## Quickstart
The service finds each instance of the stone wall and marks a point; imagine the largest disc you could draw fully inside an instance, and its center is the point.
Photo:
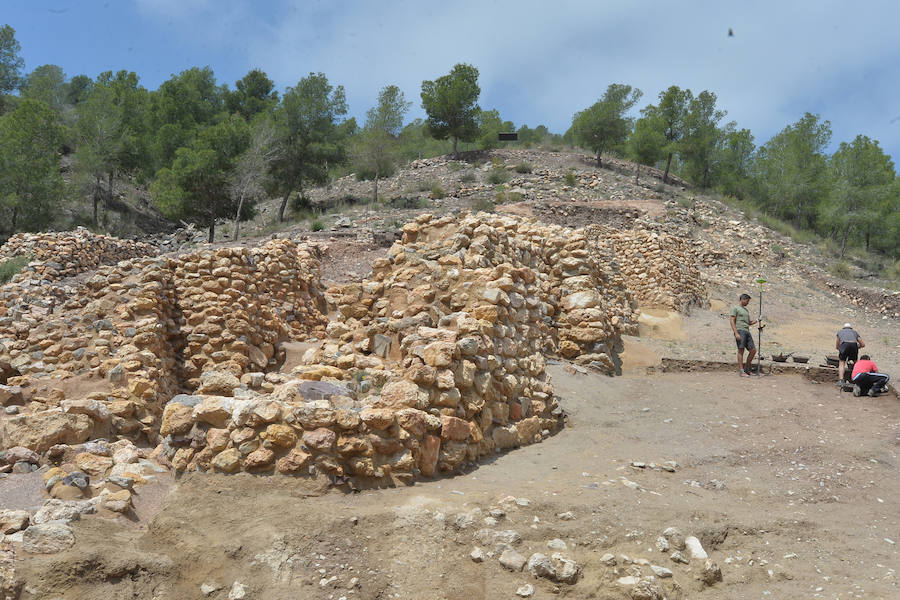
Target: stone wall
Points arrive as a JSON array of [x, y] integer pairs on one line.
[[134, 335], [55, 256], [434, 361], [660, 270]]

---

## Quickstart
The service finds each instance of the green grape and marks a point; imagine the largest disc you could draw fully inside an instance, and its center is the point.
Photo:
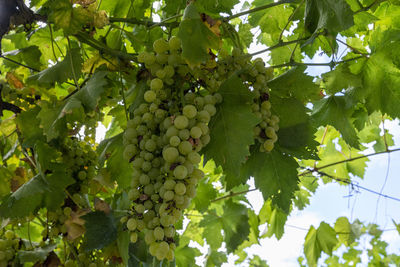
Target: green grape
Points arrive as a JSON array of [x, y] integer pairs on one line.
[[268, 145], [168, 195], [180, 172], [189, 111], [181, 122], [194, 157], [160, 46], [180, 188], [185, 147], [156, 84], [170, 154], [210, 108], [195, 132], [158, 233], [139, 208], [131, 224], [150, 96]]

---

From the records, extract every line that contains the string "grape".

- THE RESULT -
The service finds each instance of the green grape and marks a point; imagine the largest disc you could draw fully inside an instance, and its center is the point.
Target: green grape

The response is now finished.